### RECORDS FOR THIS EXERCISE:
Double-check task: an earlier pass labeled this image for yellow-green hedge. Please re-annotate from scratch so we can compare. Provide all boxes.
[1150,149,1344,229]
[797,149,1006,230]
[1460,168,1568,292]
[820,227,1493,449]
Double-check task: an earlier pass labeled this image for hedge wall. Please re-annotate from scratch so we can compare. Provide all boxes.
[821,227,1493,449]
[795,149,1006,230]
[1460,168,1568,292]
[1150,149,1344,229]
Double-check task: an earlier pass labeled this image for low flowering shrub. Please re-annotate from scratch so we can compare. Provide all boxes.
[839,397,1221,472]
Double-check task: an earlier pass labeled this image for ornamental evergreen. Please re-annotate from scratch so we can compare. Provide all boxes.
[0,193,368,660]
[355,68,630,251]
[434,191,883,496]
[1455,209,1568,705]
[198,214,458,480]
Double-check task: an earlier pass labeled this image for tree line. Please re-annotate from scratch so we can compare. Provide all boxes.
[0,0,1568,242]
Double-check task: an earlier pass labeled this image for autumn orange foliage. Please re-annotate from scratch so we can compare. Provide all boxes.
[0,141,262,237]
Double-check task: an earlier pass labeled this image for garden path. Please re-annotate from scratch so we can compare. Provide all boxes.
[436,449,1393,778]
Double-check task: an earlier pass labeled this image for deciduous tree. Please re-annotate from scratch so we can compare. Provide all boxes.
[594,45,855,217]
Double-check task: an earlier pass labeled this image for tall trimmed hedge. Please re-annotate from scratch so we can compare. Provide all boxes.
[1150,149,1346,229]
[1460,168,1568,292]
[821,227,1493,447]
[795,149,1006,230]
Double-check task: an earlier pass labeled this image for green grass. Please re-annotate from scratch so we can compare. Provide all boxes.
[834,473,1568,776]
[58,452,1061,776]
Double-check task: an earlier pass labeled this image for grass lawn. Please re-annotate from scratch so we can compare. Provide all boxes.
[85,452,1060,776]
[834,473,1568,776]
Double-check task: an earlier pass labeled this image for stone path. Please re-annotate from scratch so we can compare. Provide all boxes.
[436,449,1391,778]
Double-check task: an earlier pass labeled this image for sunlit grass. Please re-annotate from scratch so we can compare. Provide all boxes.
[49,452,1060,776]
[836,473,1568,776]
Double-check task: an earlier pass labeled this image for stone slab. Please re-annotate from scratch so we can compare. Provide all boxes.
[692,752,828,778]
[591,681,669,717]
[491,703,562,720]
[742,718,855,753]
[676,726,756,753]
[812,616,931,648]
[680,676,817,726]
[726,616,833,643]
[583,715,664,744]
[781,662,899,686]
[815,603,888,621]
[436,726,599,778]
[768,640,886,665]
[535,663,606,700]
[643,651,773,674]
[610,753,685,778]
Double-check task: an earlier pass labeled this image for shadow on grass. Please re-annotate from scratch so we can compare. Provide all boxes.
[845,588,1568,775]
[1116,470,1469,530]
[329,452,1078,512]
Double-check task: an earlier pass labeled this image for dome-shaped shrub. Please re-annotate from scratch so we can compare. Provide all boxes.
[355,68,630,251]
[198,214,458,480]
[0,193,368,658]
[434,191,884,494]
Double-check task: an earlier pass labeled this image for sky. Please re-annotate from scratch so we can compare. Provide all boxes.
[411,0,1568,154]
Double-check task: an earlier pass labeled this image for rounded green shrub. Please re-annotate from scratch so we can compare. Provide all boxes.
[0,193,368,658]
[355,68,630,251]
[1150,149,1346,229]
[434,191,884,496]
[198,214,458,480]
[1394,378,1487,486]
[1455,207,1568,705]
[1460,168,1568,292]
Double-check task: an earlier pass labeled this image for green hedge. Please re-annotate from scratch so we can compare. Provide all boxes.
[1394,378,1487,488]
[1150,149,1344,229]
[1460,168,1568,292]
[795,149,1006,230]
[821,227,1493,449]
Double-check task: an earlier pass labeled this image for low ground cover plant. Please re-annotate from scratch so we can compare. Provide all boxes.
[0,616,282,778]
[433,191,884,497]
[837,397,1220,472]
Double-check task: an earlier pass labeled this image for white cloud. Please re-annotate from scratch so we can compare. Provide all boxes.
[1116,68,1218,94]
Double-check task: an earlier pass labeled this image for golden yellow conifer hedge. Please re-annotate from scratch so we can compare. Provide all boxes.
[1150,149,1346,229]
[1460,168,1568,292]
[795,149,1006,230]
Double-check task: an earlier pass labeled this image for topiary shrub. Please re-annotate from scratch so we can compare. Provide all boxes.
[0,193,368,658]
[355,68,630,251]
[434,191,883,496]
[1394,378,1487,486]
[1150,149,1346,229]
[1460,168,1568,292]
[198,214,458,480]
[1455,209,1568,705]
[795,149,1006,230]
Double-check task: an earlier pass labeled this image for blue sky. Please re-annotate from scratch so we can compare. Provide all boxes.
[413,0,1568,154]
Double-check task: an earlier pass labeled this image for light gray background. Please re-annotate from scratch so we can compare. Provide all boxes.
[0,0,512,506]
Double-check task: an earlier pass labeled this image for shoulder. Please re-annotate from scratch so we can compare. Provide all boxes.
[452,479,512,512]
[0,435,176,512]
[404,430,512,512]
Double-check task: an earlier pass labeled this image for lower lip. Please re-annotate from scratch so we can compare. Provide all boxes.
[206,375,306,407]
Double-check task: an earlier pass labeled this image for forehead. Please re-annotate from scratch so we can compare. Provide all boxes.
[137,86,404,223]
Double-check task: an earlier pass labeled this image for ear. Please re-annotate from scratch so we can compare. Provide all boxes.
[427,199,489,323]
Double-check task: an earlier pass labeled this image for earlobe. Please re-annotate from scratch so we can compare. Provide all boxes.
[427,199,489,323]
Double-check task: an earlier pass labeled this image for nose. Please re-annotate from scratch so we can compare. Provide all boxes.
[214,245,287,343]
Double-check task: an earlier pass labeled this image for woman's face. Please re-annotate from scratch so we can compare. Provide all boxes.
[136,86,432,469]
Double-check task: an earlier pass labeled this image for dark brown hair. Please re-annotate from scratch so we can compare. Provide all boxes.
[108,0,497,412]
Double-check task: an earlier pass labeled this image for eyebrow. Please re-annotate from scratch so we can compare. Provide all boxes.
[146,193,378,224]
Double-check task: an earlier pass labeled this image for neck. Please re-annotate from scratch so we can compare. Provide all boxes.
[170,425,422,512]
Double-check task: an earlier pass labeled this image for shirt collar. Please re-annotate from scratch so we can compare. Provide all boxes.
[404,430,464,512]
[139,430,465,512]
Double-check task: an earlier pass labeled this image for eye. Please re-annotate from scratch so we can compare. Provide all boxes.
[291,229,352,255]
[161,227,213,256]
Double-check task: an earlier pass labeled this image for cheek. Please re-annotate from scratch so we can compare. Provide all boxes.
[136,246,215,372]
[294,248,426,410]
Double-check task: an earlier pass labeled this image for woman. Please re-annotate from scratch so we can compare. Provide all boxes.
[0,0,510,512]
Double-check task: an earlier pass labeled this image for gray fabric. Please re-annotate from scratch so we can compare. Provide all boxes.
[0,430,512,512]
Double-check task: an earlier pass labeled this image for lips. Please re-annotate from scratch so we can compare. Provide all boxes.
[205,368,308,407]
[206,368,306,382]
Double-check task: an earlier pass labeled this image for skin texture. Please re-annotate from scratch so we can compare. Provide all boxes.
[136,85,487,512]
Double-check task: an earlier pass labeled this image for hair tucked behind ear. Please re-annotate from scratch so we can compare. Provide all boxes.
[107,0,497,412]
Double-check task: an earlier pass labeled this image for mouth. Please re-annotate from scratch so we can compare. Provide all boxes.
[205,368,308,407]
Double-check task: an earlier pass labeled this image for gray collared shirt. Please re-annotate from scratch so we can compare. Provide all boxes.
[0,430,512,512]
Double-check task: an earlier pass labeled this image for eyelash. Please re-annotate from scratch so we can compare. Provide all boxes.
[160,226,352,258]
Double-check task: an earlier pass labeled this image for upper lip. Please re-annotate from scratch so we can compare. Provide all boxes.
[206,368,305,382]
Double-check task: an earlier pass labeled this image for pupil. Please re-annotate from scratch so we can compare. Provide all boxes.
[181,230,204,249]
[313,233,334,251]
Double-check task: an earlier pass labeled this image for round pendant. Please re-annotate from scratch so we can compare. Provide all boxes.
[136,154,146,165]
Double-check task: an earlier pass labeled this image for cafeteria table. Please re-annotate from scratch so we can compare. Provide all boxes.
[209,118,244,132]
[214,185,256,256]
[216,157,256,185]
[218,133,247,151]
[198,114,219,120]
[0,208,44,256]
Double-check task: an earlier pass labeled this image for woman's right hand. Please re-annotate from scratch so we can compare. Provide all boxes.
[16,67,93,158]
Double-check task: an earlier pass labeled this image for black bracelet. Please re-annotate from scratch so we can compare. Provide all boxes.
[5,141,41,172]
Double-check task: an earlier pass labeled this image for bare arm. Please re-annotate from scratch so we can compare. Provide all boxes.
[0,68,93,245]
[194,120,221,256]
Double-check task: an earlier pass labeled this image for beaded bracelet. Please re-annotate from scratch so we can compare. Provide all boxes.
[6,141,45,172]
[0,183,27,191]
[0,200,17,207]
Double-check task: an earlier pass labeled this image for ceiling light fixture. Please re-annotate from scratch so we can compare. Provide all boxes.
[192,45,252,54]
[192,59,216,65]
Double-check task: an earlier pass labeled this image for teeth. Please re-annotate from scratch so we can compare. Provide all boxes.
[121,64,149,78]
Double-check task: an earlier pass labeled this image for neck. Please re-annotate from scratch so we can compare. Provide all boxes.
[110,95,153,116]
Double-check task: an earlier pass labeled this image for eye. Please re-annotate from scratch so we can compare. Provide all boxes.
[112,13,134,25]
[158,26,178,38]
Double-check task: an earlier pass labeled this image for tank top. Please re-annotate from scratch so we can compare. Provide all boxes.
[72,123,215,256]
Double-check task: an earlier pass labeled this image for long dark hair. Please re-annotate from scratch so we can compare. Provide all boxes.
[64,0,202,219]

### YOUR TASK:
Reproduce verbatim the portion of the material above that begins with the line containing "Double-check task: an earlier pass labeled this image for pupil." and ends with the line containing "[5,141,41,172]", including both of those lines.

### IN RESPONSE:
Double-check task: an earlier pass labeled this image for pupil. Please re-annotate from scratch so we can compare. Provide all boxes.
[181,230,204,249]
[313,233,334,251]
Double-check task: an earlier pass labeled this image for round pendant. Please re-annotate from scratch so we can compare. Provide all boxes.
[136,154,146,165]
Double-check task: an earlier pass labeled this image for cafeteria table. Please re-annotate from scratch so we can compare. Provide all boxes.
[209,118,244,132]
[214,185,256,256]
[216,157,256,185]
[218,133,247,151]
[198,114,219,120]
[0,208,44,256]
Double-check task: an earlier pass labeled this image for woman's right hand. Please re-annotate from scratch so we can compare. Provide all boxes.
[16,67,93,158]
Double-check task: an earlier pass labeled this image for black bracelet. Please re-annotate from scratch so we can compare. Provide all boxes.
[5,141,41,172]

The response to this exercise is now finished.